**Records to process**
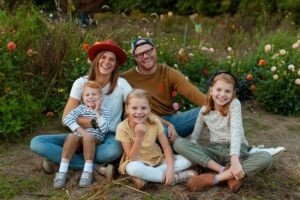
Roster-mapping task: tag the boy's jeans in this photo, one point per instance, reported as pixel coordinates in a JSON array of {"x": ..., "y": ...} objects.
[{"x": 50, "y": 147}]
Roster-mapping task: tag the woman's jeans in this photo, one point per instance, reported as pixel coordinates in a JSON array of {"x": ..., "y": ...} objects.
--
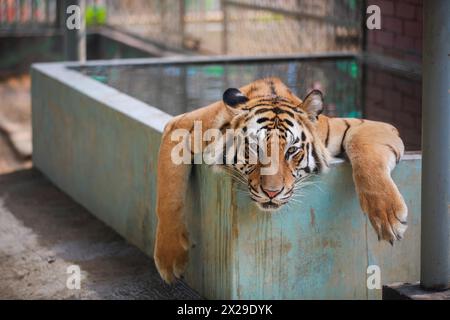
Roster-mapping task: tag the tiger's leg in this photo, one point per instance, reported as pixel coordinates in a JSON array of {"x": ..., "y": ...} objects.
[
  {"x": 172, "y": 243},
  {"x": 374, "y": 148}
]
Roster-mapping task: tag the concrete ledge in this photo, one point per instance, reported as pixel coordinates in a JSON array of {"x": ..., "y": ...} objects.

**To do**
Please pick out every line in the material above that contains the string "objects", and treat uppercase and lowercase as different.

**Task solution**
Roster-mapping task: tag the boy's jeans in this photo, one point per instance, reported as pixel coordinates in a JSON array of {"x": ..., "y": ...} objects.
Roster-mapping task: tag the woman's jeans in this photo, one point per instance, reported as pixel coordinates in a JSON array of {"x": ..., "y": ...} objects.
Roster-mapping task: tag the tiger's leg in this photo, one point per instance, reported as pixel coordinates in a JSON array of {"x": ..., "y": ...} objects.
Roster-mapping task: tag the concrete ledge in this photo, one point per instance, reported as pixel coordinates in a JSON array of {"x": ..., "y": ...} objects.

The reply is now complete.